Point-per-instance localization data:
★ ★ ★

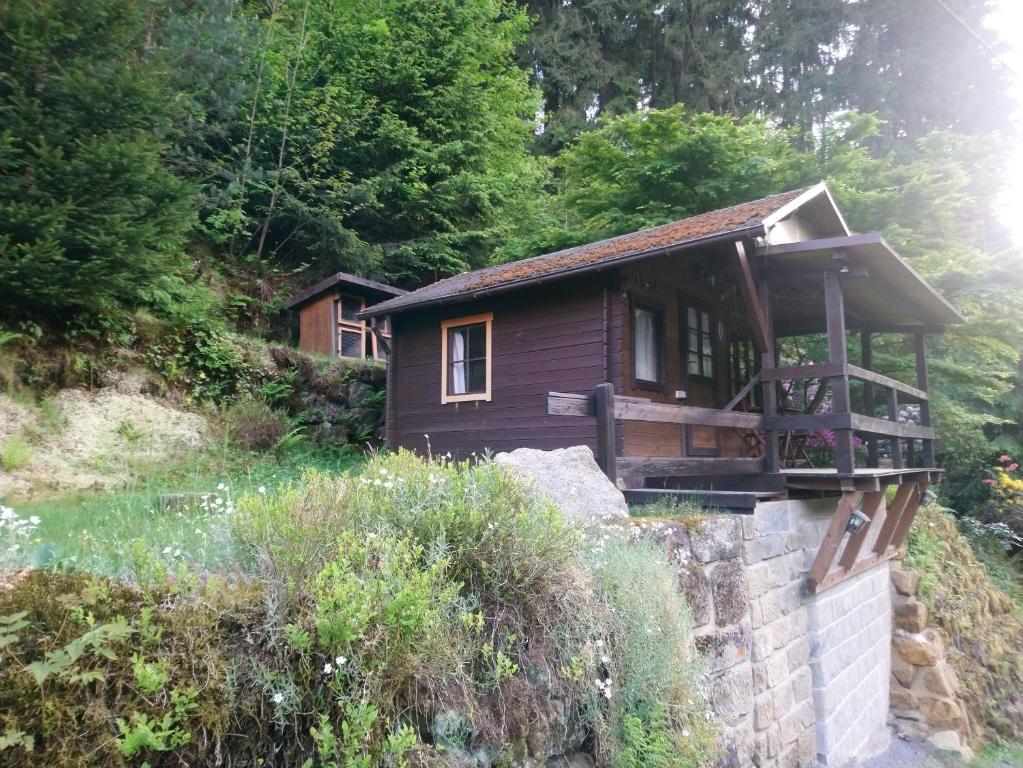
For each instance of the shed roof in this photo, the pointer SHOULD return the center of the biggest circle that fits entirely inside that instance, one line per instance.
(746, 219)
(361, 285)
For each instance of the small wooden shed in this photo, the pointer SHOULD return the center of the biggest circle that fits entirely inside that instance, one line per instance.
(328, 316)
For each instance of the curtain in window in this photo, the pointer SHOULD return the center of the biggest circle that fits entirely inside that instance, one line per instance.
(646, 351)
(458, 362)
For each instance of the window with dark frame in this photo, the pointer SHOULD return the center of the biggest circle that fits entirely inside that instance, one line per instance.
(699, 340)
(745, 363)
(351, 330)
(648, 345)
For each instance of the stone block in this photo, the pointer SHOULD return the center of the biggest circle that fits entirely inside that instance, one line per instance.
(917, 649)
(763, 645)
(939, 680)
(802, 685)
(777, 670)
(763, 712)
(942, 713)
(798, 653)
(727, 583)
(694, 583)
(782, 699)
(731, 692)
(771, 517)
(760, 677)
(763, 547)
(903, 699)
(725, 647)
(902, 671)
(716, 538)
(910, 616)
(904, 581)
(780, 602)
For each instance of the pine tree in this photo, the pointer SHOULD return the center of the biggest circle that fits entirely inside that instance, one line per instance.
(90, 219)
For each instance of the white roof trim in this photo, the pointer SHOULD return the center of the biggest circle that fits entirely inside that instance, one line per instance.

★ ★ ★

* What you should do:
An exact copy is needed of the closing lines of the entries above, counting from the one that contains "For each instance of the pine" and including it and the last.

* Exercise response:
For each instance of the pine tree in this photo, the pointer SHOULD return the center of the biggest circle that fits entirely inside that instance, one line per instance.
(90, 219)
For each instance of the white roof trim in this photo, the pointer SHOULD return the center of the biggest circle that fits entirely inside that instance, one line per instance.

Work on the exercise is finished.